_Work instructions_
The answer must be every line of the records below that contains the word "rough".

_Material shown_
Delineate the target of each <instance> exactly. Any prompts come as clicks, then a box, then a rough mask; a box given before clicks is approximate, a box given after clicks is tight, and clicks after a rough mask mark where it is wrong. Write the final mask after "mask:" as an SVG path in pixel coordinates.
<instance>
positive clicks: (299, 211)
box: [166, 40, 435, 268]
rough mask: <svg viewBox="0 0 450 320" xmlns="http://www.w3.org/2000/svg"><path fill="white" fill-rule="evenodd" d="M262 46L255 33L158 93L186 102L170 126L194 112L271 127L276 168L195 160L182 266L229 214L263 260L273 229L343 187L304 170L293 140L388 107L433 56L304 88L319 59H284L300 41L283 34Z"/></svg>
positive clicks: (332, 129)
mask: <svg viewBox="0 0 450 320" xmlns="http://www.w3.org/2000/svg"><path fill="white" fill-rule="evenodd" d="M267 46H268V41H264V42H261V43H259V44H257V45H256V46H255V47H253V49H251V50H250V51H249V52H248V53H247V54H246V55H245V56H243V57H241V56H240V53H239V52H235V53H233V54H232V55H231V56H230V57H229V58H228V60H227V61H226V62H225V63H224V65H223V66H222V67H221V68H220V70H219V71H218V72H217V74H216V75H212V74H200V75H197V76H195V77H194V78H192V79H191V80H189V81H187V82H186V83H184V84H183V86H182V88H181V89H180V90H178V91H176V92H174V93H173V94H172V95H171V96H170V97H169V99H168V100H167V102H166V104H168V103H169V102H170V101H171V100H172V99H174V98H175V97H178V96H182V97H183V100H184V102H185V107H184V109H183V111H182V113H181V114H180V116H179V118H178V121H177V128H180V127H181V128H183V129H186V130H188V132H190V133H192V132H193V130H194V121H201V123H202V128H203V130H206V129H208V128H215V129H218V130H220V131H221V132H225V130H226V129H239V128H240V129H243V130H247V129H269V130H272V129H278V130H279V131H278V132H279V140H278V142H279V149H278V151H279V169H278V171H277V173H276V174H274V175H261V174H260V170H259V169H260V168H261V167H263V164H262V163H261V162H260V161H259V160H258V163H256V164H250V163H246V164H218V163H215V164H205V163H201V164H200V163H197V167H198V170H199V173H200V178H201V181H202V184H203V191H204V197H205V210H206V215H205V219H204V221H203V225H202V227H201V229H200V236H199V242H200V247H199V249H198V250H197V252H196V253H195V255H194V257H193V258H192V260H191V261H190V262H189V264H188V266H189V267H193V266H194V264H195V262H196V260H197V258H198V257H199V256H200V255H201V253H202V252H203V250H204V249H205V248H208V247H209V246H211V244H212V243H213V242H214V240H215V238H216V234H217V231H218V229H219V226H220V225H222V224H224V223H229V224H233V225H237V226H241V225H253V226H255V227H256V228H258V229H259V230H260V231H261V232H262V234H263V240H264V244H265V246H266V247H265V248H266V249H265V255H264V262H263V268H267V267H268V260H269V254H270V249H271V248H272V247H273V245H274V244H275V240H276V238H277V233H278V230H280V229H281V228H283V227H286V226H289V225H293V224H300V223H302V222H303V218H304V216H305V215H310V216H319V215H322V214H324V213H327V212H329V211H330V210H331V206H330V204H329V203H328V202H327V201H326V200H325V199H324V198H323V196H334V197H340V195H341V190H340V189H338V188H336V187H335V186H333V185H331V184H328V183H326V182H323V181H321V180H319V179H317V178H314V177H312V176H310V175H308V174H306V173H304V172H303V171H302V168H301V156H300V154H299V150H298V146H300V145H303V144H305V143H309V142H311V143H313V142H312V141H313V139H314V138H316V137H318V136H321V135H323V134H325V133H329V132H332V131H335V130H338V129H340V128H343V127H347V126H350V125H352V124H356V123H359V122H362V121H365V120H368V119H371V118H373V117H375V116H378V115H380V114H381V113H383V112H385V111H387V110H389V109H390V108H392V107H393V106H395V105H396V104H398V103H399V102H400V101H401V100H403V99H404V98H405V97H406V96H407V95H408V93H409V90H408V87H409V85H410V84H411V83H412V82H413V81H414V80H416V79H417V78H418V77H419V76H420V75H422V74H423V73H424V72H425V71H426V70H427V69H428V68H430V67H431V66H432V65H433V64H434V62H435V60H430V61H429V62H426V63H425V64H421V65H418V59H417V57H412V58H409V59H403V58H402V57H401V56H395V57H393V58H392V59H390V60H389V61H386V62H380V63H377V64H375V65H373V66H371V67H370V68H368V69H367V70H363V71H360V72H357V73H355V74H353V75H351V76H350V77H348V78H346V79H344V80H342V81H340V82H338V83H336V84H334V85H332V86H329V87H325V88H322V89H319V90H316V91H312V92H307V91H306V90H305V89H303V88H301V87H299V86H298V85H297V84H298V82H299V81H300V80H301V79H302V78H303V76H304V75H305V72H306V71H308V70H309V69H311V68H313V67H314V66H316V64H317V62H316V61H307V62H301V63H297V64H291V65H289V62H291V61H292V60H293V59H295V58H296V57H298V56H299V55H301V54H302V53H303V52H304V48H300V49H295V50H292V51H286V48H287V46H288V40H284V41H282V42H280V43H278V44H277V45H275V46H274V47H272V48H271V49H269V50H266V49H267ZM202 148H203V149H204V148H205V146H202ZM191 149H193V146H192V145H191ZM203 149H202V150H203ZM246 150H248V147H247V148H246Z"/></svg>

_Task result_
Delineate the target of each <instance> exactly. Any prompts come as clicks, then a box, then a rough mask; a box given before clicks is approximate, a box given after clicks is tight, and clicks after a rough mask mark where it is wrong. Write the final mask after "mask:" as an SVG path in pixel coordinates.
rough mask: <svg viewBox="0 0 450 320" xmlns="http://www.w3.org/2000/svg"><path fill="white" fill-rule="evenodd" d="M262 46L255 33L158 93L186 102L170 126L194 112L271 127L276 168L195 160L182 266L229 214L263 260L273 229L343 187L304 170L293 140L388 107L433 56L304 88L319 59H284L300 41L283 34Z"/></svg>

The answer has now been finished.